PROBLEM STATEMENT:
Extract from the records below every line that contains the string "flame", copying each such line in full. Treat the match as case-sensitive.

LISTING:

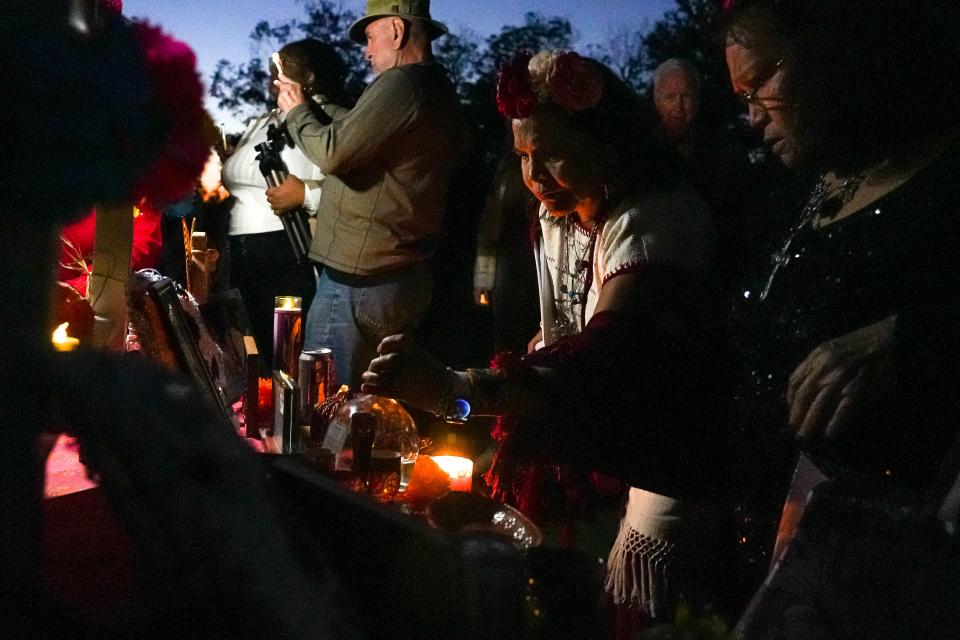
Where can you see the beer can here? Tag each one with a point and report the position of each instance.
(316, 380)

...

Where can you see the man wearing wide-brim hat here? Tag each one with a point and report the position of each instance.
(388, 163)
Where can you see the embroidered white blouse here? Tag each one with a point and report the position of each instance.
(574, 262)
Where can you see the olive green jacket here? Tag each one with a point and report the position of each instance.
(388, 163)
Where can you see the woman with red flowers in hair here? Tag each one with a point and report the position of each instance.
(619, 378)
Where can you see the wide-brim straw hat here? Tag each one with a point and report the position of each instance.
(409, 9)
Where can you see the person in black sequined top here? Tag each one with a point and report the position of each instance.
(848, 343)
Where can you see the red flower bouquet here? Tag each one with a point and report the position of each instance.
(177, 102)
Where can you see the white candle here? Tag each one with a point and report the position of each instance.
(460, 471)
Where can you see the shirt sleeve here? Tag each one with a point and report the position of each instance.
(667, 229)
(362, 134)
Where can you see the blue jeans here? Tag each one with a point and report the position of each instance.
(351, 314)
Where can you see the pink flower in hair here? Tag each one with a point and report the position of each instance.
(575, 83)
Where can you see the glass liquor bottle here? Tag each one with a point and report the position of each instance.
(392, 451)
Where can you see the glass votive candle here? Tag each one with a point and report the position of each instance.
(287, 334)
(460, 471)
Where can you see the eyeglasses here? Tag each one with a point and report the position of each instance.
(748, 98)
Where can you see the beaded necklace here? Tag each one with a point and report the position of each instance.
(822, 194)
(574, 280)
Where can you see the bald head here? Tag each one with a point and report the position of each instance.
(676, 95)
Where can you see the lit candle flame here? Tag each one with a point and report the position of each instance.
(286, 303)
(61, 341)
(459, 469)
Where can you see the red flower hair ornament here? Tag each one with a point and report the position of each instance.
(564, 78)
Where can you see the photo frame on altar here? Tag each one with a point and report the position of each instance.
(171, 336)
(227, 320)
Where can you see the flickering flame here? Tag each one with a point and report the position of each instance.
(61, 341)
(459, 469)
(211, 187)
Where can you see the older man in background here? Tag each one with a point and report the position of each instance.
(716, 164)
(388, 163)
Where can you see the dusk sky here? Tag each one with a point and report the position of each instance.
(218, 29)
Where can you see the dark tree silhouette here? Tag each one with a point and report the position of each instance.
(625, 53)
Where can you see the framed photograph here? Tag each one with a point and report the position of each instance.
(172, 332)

==

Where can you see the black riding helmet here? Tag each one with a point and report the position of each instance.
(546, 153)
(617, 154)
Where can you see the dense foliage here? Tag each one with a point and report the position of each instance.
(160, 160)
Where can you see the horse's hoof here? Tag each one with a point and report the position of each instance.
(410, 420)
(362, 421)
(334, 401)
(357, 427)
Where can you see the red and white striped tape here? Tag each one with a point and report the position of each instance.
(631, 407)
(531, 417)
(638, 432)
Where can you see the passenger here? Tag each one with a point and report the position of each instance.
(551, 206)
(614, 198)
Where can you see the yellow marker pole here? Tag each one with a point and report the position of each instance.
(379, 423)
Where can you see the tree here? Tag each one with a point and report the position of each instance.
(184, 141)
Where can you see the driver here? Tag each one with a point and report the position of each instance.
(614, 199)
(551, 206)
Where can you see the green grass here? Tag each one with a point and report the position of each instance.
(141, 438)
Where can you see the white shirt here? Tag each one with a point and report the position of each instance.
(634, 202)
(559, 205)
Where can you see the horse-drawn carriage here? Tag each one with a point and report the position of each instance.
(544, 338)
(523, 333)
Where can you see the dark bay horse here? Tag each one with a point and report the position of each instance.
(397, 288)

CORRECT RESULT:
Where can you see the lit candle flame here? Tag each one with a point and report the position of each instance.
Where can you see the flickering flame here? Tag each one with a point and report the position of each instance.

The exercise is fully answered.